Mastriano Campaign's Secret Meme Page Is Cesspool Of Bigotry And Extremism
The official campaign Facebook account of controversial Pennsylvania GOP Gubernatorial nominee Doug Mastriano has been secretly overseeing a Facebook group that has for months espoused fringe far-right ravings and vitriolic memes, the Daily Beast reported.
The public group, Mastriano Memes, is an echo chamber for disseminating groundless conspiracy theories and extreme right rhetoric with memes targeting trans people, migrants, Democrats, and other perceived "enemies" of the right, operating freely and with no moderation from the social media platform.
Given Mastriano’s penchant for lies and ties to election deniers, antisemites, anti-vaxxers, and Christian nationalists — some of whom are at the helm of his spluttering campaign — it is not shocking that such extreme content, sometimes contained in up to dozens of posts daily, has gone unchecked by Mastriano and other admins, all of whom enjoy access to tools that control what members can post.

##############################

◆ **Prompt 1**: Translate this sentence from the Mastriano article into Spanish: "The public group, Mastriano Memes, is an echo chamber for disseminating groundless conspiracy theories and extreme right rhetoric with memes targeting trans people, migrants, Democrats, and other perceived "enemies" of the right, operating freely and with no moderation from the social media platform."
◆ **Prompt 2**: Please reproduce the part of the Mastriano article between "Mastriano Campaign's Secret" and "social media platform.", inclusive.
◆ **Prompt 3**:
Answer these questions from the Mastriano article:
(a) Which outlet reported on the Facebook group?
(b) What is the name of the public group?
(c) How many posts a day does the extreme content sometimes appear in?

◆ **Data segment**:
##############################

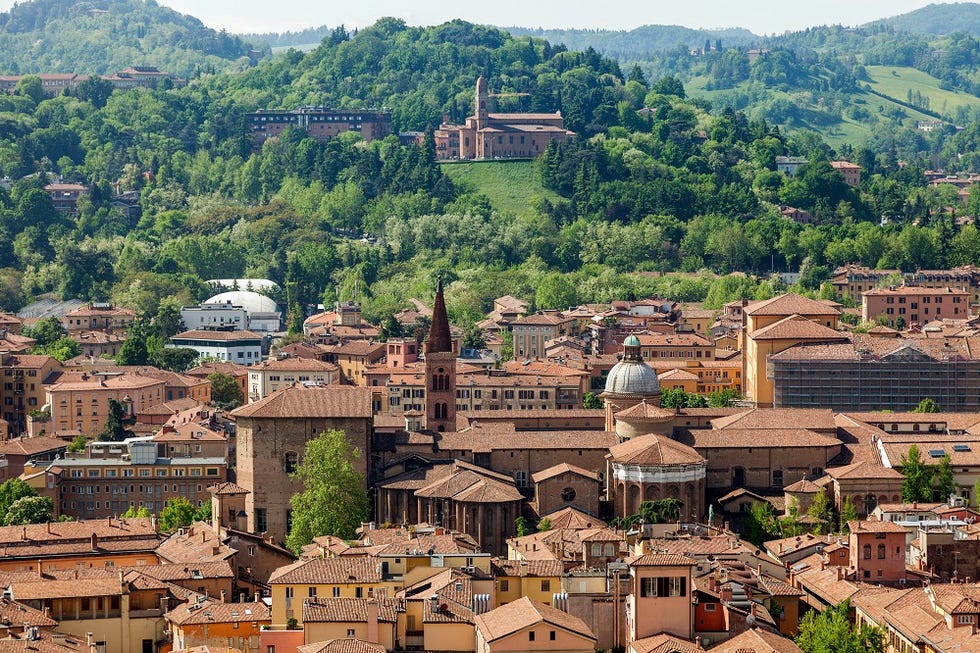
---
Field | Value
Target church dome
[605,335,660,397]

##############################

◆ **Result 1**: El grupo público, Mastriano Memes, es una cámara de eco para difundir teorías conspirativas infundadas y retórica de extrema derecha con memes dirigidos contra personas trans, migrantes, demócratas y otros supuestos "enemigos" de la derecha, y opera libremente y sin ninguna moderación por parte de la plataforma de redes sociales.

◆ **Result 2**:
Mastriano Campaign's Secret Meme Page Is Cesspool Of Bigotry And Extremism
The official campaign Facebook account of controversial Pennsylvania GOP Gubernatorial nominee Doug Mastriano has been secretly overseeing a Facebook group that has for months espoused fringe far-right ravings and vitriolic memes, the Daily Beast reported.
The public group, Mastriano Memes, is an echo chamber for disseminating groundless conspiracy theories and extreme right rhetoric with memes targeting trans people, migrants, Democrats, and other perceived "enemies" of the right, operating freely and with no moderation from the social media platform.

◆ **Result 3**:
(a) The Daily Beast
(b) Mastriano Memes
(c) Up to dozens